The Queen has returned to royal duties less then a week after Prince Philip's death
- The Queen has returned to work just days after her husband Prince Philip died on Friday.
- The monarch spoke with the prime minister and hosted a retirement ceremony.
- The royals don't usually undertake duties during mourning periods.
Queen Elizabeth II has returned to work during the royal family's official mourning period, where all royal duties are expected to cease.
The Queen, 94, requested that the family observe two weeks of royal mourning after Prince Philip died on Friday, April 9, according to a Buckingham Palace press release detailing the duke's funeral arrangements obtained by Insider.
Her Majesty and other members of the family are not expected to undertake official duties during this time.
Nonetheless, the Queen has undertaken some duties in the days following her husband's death, as reported on the court circular on the royal family website.
The court circularis an official record of the Queen and other senior royal family members' daily engagements.
The monarch had a phone call with Prime Minister Boris Johnson on Saturday morning, the day after Philip died.

TASKS AND EXERCISES –
1. List every person the article above on the Queen's return to duties mentions by name.
2. Answer each question from the article above on the Queen's return to duties.
(a) How long was the royal mourning period that the Queen asked the family to observe?
(b) On what date did Prince Philip die?
(c) Who did the Queen speak with by phone on the Saturday morning after his death?
3. Resume the article above on the Queen's return to duties, starting after its final sentence.

DATA TO EXAMINE –

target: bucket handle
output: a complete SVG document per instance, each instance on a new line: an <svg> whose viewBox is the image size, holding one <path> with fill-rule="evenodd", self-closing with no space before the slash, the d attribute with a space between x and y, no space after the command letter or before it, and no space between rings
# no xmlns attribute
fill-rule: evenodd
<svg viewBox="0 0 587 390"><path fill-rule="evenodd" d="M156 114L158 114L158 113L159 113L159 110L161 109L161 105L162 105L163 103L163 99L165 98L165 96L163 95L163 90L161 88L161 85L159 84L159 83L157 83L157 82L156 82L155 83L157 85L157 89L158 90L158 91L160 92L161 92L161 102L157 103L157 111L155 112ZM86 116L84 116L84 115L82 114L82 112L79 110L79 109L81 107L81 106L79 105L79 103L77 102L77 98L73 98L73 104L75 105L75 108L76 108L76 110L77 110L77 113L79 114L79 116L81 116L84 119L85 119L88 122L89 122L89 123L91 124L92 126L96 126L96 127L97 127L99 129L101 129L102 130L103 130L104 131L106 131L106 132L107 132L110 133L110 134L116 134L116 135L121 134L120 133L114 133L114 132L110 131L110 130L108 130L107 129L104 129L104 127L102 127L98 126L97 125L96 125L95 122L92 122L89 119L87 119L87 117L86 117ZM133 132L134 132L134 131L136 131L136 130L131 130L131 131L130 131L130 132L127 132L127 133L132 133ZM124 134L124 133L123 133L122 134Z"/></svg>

PER-TASK OUTPUTS –
1.
Queen Elizabeth II
Prince Philip
Boris Johnson

2.
(a) Two weeks.
(b) Friday, April 9.
(c) Prime Minister Boris Johnson.

3.
The Queen traditionally holds an audience with the prime minister every week, and this is something that she has continued to do via telephone since the beginning of the UK's first lockdown last year.
On Tuesday the Queen undertook another engagement - a retirement ceremony for the former Lord Chamberlain, Earl Peel, the most senior officer at the royal household who stepped back from his role at the beginning of April.
"The Earl Peel had an audience of The Queen today, delivered up his Wand and Insignia of Office as Lord Chamberlain and the Badge of Chancellor of the Royal Victorian Order and took leave upon relinquishing his appointment as Lord Chamberlain, when Her Majesty invested him with the Royal Victorian Chain," the court circular reads.
Princess Anne also undertook her first royal duty since her father died. The royal, who is patron of the Royal College of Emergency Medicine, attended the spring conference via video link on Tuesday, the court circular reports.
Buckingham Palace did not comment on the Queen's future royal engagements when contacted by Insider.
A royal official told Hello! Magazine that while the royal family is still observing the two-week mourning period, they would "continue to undertake engagements appropriate to the circumstances."
A former senior aide says the monarch is adhering to Philip's wishes by continuing with her duties.
"Her family will step up and be by her side, but she will carry on. She understands that she has a job to do, and [Philip] would have wanted her to crack on. She did do so when he retired from public life," the aide, who remained anonymous, told People magazine.
The Duke of Edinburgh stepped back from royal duties in 2017, leaving Her Majesty to undertake engagements alone or with other senior members of the royal family.